Repeat everything from the start of the items down to the line containing "point(452, 61)", including that line, character for character.

>> Begin

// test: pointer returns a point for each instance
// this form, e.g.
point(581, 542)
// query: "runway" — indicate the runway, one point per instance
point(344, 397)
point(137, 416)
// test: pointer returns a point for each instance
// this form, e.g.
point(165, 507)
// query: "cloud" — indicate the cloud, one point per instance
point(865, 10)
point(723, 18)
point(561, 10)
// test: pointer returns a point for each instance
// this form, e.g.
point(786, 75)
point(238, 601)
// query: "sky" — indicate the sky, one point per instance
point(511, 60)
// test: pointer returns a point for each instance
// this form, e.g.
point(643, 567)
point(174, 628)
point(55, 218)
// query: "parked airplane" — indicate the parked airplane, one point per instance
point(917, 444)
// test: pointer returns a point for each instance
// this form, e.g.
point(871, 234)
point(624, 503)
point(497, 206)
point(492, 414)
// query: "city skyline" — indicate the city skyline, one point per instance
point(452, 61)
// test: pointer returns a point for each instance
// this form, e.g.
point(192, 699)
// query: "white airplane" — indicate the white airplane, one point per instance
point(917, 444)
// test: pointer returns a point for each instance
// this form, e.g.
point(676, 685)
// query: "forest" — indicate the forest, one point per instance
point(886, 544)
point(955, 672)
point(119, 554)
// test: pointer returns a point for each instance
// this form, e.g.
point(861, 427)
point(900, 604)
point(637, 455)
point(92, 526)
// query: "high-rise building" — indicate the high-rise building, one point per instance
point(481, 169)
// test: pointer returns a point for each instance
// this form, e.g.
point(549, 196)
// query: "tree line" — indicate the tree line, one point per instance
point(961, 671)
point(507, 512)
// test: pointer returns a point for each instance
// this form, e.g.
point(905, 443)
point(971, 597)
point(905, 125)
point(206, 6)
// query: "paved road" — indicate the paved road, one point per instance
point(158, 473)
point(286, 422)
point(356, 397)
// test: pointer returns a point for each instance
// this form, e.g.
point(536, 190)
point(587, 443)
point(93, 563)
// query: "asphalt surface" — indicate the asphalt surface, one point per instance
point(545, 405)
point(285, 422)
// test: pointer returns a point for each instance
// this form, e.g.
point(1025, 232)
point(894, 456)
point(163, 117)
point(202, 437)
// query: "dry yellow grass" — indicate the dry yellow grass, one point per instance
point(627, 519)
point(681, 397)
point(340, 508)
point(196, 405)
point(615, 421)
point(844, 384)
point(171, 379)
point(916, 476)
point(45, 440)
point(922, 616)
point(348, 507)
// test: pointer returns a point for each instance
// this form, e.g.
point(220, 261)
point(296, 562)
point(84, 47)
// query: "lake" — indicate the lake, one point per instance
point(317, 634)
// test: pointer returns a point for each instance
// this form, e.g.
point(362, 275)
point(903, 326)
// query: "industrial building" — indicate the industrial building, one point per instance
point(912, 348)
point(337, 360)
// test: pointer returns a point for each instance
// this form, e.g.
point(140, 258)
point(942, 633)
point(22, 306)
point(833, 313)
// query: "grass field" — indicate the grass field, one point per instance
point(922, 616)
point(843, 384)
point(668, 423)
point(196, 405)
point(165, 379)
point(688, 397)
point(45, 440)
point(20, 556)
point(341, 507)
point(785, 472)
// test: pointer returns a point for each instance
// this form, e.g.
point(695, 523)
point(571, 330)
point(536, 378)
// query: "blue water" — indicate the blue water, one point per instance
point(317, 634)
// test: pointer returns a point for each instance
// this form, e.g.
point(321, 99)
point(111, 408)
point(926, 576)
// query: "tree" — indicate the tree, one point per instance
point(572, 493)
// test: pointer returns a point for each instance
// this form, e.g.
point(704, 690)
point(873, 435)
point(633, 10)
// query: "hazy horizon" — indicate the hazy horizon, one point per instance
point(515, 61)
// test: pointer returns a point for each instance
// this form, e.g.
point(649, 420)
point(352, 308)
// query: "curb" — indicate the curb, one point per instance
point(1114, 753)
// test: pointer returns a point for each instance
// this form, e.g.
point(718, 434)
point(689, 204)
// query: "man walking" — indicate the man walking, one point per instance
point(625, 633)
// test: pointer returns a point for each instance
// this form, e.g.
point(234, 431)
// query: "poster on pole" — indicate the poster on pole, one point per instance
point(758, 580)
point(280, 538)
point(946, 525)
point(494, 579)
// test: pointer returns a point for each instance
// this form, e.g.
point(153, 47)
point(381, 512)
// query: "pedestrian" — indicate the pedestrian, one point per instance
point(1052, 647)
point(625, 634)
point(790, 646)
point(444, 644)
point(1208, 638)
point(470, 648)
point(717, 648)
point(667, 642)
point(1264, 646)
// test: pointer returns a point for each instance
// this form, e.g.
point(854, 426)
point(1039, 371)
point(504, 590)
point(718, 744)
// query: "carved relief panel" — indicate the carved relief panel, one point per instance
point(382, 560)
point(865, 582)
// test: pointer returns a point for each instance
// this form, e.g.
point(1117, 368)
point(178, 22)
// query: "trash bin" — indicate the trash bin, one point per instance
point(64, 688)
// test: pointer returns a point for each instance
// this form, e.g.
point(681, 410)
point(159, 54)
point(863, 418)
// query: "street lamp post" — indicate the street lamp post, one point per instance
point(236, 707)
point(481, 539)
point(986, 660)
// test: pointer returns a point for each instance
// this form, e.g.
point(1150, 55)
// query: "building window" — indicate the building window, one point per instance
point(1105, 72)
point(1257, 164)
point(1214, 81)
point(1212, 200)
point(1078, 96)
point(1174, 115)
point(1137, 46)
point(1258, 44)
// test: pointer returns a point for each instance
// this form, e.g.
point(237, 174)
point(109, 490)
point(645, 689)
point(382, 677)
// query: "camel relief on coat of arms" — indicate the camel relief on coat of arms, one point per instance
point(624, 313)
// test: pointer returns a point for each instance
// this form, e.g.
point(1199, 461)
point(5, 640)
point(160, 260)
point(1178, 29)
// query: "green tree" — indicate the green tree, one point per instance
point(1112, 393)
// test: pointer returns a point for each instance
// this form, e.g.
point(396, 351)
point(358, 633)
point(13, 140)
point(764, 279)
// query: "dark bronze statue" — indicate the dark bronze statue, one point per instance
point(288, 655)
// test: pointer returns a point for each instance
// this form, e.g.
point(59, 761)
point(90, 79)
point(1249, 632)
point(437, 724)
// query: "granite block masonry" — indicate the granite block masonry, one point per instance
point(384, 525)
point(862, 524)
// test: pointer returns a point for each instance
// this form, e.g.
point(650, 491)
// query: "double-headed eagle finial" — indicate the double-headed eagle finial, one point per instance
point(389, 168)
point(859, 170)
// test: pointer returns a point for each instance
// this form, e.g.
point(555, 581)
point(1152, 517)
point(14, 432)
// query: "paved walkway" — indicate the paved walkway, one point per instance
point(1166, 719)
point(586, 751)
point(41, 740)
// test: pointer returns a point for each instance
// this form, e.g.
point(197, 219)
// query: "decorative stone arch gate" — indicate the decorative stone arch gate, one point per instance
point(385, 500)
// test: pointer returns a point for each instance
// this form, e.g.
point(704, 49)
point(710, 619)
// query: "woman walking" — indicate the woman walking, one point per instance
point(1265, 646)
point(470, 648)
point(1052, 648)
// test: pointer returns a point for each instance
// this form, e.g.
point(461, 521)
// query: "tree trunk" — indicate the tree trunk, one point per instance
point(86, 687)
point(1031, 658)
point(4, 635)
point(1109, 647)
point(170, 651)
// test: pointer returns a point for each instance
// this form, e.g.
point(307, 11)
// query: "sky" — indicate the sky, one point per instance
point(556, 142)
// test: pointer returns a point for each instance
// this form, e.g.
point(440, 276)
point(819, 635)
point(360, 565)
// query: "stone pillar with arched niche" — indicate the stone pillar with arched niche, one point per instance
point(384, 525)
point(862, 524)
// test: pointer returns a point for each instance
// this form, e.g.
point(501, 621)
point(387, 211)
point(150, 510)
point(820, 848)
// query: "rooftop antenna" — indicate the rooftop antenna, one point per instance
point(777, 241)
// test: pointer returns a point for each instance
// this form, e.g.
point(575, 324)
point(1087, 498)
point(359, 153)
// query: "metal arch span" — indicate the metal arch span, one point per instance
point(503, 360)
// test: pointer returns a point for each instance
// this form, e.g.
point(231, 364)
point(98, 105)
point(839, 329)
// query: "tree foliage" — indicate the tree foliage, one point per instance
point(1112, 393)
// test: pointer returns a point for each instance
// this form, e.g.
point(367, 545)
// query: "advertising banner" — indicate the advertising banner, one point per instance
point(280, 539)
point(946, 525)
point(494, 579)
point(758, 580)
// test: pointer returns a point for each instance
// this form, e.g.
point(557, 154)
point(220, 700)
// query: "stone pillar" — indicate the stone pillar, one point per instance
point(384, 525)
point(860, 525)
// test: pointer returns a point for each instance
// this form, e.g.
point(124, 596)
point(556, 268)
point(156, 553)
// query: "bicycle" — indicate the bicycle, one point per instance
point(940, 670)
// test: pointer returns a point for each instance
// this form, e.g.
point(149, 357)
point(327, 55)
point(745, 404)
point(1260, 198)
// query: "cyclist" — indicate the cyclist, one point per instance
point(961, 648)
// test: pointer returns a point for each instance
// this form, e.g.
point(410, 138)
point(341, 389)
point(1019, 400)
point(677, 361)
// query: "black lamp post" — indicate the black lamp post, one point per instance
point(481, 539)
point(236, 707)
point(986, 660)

>> End

» EXERCISE RESPONSE
// test: pointer returns a point for each instance
// this form, e.g.
point(581, 542)
// query: "runway" — indicate the runway, one point per instance
point(344, 397)
point(137, 416)
// test: pointer returns a point for each instance
// this form, e.g.
point(165, 507)
// query: "cloud" — indicate the cloud, one point per instance
point(865, 10)
point(723, 18)
point(561, 10)
// test: pointer returns a point for each instance
// this form, e.g.
point(786, 75)
point(238, 601)
// query: "sky" — indicate the sky, one point per instance
point(511, 60)
// test: pointer returns a point for each instance
// this form, e.g.
point(643, 567)
point(174, 628)
point(55, 218)
// query: "parked airplane" — indicate the parked airplane, one point per instance
point(917, 444)
// test: pointer returns a point for each instance
// this form, e.g.
point(871, 234)
point(624, 503)
point(497, 206)
point(492, 414)
// query: "city skyline" — indicate the city skyline, one point per instance
point(452, 61)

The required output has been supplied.